[Work required]:
Rewrite the lines between the one holding "like point(17, 7)." and the one holding "point(165, 25)", inclusive, with "work boot" changed to "hiking boot" and nothing else altered. Give only those lines.

[Part of a data file]:
^^^^^^^^^^^^^^^^
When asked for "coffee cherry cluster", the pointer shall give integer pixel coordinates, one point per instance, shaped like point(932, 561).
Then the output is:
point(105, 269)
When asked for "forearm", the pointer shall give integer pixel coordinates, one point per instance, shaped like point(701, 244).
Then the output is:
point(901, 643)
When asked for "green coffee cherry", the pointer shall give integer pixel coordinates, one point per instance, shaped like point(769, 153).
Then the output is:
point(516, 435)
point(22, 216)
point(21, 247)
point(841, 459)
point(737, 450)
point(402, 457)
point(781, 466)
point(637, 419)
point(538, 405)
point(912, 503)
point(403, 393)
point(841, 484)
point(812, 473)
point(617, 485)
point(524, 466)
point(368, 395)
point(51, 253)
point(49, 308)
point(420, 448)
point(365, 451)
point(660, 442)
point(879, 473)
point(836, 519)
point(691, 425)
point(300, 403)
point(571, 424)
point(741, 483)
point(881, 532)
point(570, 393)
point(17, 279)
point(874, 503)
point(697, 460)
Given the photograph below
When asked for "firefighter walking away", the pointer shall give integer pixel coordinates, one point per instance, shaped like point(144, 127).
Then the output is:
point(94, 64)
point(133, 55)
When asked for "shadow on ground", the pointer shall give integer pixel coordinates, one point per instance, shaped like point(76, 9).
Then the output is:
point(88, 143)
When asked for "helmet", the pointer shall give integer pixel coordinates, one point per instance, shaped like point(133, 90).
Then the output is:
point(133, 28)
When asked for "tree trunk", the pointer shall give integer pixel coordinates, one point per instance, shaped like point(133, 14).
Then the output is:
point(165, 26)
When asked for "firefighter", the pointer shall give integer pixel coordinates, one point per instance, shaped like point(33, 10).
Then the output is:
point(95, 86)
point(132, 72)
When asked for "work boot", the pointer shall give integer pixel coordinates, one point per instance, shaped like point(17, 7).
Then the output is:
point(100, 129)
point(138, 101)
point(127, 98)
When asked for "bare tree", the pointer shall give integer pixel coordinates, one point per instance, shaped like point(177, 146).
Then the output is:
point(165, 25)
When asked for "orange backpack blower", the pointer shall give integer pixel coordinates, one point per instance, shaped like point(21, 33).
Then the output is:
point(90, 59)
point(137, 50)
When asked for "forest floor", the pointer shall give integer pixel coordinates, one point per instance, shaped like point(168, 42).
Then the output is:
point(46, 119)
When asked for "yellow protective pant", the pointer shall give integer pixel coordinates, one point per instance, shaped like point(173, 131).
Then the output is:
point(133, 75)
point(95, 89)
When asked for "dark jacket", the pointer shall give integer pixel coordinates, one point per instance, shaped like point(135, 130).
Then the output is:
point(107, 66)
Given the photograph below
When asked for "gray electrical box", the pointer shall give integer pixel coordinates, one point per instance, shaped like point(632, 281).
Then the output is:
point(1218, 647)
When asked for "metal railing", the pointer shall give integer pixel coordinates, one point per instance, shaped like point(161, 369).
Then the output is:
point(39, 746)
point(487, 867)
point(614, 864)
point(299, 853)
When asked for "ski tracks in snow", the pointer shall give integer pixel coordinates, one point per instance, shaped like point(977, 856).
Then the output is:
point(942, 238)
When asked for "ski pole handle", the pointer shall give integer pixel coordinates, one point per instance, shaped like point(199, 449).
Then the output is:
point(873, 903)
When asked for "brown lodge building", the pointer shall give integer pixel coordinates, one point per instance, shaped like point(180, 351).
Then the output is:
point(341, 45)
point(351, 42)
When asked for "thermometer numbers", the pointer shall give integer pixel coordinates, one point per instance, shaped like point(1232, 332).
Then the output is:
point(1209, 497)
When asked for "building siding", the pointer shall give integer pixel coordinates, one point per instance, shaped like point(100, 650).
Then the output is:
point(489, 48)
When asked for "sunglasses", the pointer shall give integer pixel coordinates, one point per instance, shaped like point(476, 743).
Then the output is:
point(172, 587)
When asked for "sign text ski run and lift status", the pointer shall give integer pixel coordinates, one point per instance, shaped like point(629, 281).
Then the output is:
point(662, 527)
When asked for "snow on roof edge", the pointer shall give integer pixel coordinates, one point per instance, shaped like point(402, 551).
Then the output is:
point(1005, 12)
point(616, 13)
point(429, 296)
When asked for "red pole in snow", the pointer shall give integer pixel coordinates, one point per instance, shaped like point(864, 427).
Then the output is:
^^^^^^^^^^^^^^^^
[Solved exercise]:
When asked for "hiking boot", the pointer shall give integer pixel coordinates, one point per instance, shaped like point(17, 7).
Then the output is:
point(100, 129)
point(138, 101)
point(127, 98)
When asked for "bare tree", the pointer shall give integer pixel coordinates, one point per instance, shaped like point(177, 146).
Then the output is:
point(165, 25)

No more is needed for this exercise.